>> start Records shown
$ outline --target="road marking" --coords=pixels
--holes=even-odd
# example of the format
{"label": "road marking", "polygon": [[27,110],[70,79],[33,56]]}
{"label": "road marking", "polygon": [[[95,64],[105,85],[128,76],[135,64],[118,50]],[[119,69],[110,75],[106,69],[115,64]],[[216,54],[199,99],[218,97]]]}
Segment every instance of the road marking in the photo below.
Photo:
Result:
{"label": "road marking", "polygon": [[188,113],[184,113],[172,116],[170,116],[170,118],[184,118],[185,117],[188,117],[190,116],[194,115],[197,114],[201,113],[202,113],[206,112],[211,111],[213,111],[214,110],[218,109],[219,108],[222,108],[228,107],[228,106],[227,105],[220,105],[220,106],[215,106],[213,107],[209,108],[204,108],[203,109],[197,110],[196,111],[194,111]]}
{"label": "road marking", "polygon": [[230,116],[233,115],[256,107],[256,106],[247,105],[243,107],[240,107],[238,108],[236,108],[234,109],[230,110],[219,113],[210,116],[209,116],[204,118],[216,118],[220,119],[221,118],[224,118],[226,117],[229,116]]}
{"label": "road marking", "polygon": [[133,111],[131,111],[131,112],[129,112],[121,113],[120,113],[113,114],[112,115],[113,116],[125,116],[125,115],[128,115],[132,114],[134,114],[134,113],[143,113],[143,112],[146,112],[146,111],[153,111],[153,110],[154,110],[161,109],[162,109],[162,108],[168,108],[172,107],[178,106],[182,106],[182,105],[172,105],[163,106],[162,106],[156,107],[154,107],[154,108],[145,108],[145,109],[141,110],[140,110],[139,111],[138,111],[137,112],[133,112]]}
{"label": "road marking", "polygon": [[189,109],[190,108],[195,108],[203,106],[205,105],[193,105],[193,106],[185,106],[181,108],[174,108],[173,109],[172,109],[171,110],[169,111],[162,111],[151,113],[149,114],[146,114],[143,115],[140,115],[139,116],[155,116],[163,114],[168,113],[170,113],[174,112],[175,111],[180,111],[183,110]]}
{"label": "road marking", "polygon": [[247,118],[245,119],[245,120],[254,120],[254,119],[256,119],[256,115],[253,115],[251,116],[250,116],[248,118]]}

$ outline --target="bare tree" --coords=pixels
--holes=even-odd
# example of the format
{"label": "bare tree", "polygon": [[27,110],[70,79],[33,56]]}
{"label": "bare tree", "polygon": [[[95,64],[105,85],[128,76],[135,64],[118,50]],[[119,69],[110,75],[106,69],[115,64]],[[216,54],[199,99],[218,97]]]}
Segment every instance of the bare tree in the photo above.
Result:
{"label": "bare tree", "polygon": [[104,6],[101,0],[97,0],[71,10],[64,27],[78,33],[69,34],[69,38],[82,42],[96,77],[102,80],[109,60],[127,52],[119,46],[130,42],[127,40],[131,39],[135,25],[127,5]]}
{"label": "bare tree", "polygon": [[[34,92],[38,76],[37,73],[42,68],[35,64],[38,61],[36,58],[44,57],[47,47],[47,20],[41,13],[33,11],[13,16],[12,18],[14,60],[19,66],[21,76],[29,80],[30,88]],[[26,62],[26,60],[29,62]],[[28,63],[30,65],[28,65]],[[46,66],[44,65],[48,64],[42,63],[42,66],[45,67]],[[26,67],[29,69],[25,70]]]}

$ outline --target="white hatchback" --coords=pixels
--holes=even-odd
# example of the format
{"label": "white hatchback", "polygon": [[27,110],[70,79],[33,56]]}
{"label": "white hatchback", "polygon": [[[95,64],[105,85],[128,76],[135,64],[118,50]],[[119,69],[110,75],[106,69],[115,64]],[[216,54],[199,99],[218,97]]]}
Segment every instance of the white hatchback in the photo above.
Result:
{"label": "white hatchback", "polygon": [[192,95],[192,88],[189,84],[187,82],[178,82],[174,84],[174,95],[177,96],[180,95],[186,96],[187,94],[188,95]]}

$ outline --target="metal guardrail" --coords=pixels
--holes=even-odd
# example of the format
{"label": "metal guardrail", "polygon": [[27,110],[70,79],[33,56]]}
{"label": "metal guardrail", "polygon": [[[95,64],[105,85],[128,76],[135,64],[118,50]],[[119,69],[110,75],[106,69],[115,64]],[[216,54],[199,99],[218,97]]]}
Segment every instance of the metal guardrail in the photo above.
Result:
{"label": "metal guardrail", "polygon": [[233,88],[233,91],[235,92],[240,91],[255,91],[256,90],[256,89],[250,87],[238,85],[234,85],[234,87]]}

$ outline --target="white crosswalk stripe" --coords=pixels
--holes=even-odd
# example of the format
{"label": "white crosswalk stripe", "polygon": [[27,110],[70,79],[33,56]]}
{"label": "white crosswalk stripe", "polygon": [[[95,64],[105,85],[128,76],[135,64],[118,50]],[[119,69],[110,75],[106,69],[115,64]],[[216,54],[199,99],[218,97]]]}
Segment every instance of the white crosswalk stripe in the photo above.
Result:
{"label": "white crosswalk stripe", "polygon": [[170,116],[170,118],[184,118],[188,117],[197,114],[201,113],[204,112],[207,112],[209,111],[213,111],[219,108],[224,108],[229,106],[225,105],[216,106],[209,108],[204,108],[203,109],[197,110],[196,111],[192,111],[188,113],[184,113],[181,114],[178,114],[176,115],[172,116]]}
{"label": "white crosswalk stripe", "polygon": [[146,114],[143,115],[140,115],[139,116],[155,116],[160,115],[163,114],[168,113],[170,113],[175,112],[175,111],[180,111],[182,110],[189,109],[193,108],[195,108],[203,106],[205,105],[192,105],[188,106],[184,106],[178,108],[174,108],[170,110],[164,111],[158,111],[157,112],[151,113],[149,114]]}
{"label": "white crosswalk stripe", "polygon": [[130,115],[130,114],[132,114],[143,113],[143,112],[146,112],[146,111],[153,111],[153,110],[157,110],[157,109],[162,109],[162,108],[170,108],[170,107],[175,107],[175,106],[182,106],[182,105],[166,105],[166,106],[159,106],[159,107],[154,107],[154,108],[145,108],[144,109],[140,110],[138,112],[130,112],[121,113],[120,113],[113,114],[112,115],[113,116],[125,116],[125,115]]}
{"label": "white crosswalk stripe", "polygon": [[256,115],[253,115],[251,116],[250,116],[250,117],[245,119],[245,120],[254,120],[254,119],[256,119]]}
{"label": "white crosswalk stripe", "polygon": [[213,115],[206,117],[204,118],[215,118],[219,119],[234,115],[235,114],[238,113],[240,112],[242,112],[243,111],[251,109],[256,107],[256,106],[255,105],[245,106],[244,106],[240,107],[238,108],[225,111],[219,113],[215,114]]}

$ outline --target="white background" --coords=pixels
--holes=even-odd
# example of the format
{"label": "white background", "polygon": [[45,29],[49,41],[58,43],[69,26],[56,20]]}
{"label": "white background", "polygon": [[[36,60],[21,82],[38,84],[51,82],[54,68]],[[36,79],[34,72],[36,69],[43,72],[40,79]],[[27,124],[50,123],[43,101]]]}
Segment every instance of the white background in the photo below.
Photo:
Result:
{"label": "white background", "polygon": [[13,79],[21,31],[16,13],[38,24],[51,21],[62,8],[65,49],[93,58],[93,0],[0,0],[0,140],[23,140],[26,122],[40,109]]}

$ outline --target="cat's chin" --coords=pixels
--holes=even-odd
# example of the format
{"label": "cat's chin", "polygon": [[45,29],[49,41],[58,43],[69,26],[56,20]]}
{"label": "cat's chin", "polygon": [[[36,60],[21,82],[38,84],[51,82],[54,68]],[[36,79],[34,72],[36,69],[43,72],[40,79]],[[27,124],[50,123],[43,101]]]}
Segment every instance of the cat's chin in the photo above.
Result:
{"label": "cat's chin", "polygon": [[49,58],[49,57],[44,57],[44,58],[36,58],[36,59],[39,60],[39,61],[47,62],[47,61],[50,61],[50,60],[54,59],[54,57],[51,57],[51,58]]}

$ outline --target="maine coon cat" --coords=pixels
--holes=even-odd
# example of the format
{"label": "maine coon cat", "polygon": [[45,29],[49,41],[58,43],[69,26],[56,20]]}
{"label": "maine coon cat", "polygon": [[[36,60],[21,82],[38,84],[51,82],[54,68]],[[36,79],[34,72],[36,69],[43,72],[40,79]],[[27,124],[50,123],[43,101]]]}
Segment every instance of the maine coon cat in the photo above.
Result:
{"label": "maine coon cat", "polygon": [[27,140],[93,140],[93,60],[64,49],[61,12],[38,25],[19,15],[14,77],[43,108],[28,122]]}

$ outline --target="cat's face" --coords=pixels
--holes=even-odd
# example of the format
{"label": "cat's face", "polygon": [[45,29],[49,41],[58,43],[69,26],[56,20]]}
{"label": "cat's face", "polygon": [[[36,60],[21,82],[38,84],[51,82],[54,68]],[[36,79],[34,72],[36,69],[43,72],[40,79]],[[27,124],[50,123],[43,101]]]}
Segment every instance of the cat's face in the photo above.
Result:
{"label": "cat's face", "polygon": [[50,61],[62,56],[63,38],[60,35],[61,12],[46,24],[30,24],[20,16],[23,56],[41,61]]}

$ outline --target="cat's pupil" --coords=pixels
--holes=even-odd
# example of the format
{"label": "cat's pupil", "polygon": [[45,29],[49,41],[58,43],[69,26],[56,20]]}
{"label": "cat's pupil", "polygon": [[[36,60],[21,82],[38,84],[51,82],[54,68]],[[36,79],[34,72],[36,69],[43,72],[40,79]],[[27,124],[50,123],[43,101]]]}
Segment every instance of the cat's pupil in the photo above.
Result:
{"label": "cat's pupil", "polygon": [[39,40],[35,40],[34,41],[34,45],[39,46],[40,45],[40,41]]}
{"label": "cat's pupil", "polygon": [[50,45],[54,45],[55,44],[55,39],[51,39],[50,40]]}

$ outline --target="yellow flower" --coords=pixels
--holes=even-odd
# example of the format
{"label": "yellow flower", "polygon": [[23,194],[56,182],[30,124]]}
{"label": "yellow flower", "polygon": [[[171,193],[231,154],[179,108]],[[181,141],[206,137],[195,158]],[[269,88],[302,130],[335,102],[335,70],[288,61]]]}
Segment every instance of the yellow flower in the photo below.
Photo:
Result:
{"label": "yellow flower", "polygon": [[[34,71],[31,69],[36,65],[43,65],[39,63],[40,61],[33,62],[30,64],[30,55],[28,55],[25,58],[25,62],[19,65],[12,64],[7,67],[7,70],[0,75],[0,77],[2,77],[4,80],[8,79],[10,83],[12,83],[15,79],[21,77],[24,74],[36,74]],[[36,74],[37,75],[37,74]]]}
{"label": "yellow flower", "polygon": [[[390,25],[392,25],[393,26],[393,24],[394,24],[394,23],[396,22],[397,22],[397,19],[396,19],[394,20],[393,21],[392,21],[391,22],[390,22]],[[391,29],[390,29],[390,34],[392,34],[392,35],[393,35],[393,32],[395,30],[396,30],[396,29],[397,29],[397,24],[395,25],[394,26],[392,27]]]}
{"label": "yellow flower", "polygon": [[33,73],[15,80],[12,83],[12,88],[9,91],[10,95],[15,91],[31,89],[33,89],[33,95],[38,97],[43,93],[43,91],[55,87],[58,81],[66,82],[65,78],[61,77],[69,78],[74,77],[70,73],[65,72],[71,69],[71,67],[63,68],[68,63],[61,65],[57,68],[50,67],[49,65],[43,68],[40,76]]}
>> end Records shown
Set problem
Tally the lines of the entries above that contain the string "background", treating uppercase and lowercase as different, and reply with the number alone.

Solution to the exercise
5